- _Zu erledigende Aufgaben_
1 > Gib aus der Buchkolumne über Wolfgang Kohlhaase den Abschnitt wortgetreu wieder, der mit den Worten "Die Bücherkolumne. Von" beginnt und mit "vom Nachttisch geräumt." schließt.
2 > Stimmen diese Aussagen mit der Buchkolumne über Wolfgang Kohlhaase überein? (a) Kohlhaases erstes Buch erschien 1978. (b) Kohlhaase schrieb das Drehbuch für Volker Schlöndorffs ersten Spielfilm. (c) Ein Heft von Sinn und Form kostete vier Mark. Antworte jeweils mit Ja oder Nein und zitiere die entscheidenden Worte der Buchkolumne.
3 > Wie geht die Buchkolumne über Wolfgang Kohlhaase nach ihrem letzten Satz weiter? Schreibe sie fort.

- _Textauszug_
-.-.-

Vom Nachttisch geräumt

Die Bücherkolumne. Von Arno Widmann
27.05.2003. Der Schmerz der anderen, ein großes Ja, Gottesliebe: Arno Widmann hat Bücher von Michael Kohlhaase, Susan Sontag, Ana Nobre de Gusmao, Istvan Eörsi, Claudia Scherer, Ulla Berkewicz und Wolfgang Büscher vom Nachttisch geräumt.
Kohlhaase

Als 1978 Wolfgang Kohlhaases erstes Buch "Silvester mit Balzac" erschien, hieß es im Klappentext, es sei das Erstlingswerk eines für seine Bücher berühmten Mannes. Das war die Wahrheit: Wolfgang Kohlhaase (Bild) war einer der bekanntesten Drehbuchautoren der DDR. Zu seinen Filmen gehören "Berlin-Ecke Schönhauser" und natürlich "Solo Sunny". Er arbeitete u.a. mit den Regisseuren Volker Schlöndorff, Bernhard Wicki und Konrad Wolf. Für Philipp Stölzls ersten Spielfilm "Baby" schrieb Wolfgang Kohlhaase das Drehbuch. Sein Ruhm als Drehbuchautor stand dem des Erzählers Kohlhaase von Anfang an im Wege. Aber es gab Leser, die, wann immer sie zum Beispiel auf der farbigen Banderole um Sinn und Form den Namen Wolfgang Kohlhaase entdeckten, die vier Mark für das Heft hinlegten, um etwa im September 1982 sein Gespräch mit Konrad Wolf zu lesen. Damals war der Fast-Nichts-Veröffentlicher Sekretär der Sektion Literatur und Sprachpflege der Akademie der Künste der DDR.

-.-.-

- _Datenauszüge_
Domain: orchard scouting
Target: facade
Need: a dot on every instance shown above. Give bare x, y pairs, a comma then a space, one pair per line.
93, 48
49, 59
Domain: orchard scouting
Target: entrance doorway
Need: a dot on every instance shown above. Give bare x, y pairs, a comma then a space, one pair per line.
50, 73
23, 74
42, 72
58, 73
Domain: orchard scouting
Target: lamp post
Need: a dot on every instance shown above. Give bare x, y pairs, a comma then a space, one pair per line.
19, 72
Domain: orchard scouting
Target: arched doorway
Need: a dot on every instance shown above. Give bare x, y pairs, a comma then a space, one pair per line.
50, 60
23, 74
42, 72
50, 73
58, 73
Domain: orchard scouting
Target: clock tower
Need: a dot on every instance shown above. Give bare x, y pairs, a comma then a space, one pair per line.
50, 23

-.-.-

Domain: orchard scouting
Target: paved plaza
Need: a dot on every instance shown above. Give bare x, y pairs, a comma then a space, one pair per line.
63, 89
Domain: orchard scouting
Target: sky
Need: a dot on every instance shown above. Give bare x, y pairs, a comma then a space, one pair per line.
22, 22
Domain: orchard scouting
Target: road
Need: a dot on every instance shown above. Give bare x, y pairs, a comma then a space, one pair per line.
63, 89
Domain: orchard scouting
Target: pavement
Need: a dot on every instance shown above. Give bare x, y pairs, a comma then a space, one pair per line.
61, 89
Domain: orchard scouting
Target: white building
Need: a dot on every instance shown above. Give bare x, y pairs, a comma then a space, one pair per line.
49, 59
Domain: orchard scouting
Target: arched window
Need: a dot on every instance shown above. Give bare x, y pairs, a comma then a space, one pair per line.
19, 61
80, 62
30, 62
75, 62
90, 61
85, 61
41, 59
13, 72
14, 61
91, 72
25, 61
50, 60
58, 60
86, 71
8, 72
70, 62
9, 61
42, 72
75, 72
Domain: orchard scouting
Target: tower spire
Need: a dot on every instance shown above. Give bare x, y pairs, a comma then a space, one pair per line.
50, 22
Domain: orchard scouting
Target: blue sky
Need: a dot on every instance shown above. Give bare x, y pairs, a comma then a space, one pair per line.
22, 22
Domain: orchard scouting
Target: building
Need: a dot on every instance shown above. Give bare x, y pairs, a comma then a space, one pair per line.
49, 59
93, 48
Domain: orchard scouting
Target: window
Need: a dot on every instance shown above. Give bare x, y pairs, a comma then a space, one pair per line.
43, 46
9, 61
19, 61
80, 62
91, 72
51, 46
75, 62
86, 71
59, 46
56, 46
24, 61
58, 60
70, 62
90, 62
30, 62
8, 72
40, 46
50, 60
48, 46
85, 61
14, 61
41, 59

-.-.-

- _Gegebene Antworten_
1 >
Die Bücherkolumne. Von Arno Widmann
27.05.2003. Der Schmerz der anderen, ein großes Ja, Gottesliebe: Arno Widmann hat Bücher von Michael Kohlhaase, Susan Sontag, Ana Nobre de Gusmao, Istvan Eörsi, Claudia Scherer, Ulla Berkewicz und Wolfgang Büscher vom Nachttisch geräumt.

2 >
(a) Ja: "Als 1978 Wolfgang Kohlhaases erstes Buch "Silvester mit Balzac" erschien"
(b) Nein: "Für Philipp Stölzls ersten Spielfilm "Baby" schrieb Wolfgang Kohlhaase das Drehbuch."
(c) Ja: "die vier Mark für das Heft hinlegten"

3 >
Die früheste Veröffentlichung unter seinem Namen fand ich im "Illustrierten Blatt der jungen Generation" Start vom 7. Januar 1949. "Mondsucht" ist der Titel des Artikels. Kohlhaase leistet ein gewaltiges Stück Empathie. Der noch nicht einmal achtzehnjährige Journalist fantasiert sich in den Kopf des damaligen US-Außenministers, der in der kleinen Erzählung zu James F. Forrestal mutiert, und träumt in dieser Rolle von einem System künstlicher, die Erde umkreisender Monde, auf denen sich Atomraketen stationieren ließen, die dann in aller Ruhe die Erde beschießen könnten. Wir wissen nicht, ob John Foster Dulles damals wirklich solche Träume hegte, aber wir wissen, dass Wolfgang Kohlhaase damals einen sehr kühnen, aber gerade darum beneidenswert realistischen Blick in die Zukunft warf. Heute, da der amerikanische Kongress dabei ist, solche "Mondsucht" zu finanzieren, ist Wolfgang Kohlhaase 73 Jahre alt, und noch immer weiß die Gesellschaft, in der er lebt, ihn nicht zu nutzen. Dabei könnte er so viel beitragen zur Aufklärung über uns. Zu seinem schlafwandlerisch sicheren Blick in die Zukunft ist im Laufe der Jahre ein ebenso realistischer auf die Vergangenheit gekommen.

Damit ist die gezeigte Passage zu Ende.